**EXERCISE MATERIALS**
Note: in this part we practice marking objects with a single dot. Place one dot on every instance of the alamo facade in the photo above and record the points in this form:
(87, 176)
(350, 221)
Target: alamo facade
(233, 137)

**WORK REQUIRED**
Give all the entries again exactly; leave none out.

**OUTPUT BELOW**
Note: in this part we practice marking objects with a single dot. Place one dot on every instance of the alamo facade in the photo above and record the points in this form:
(87, 176)
(350, 221)
Target: alamo facade
(233, 137)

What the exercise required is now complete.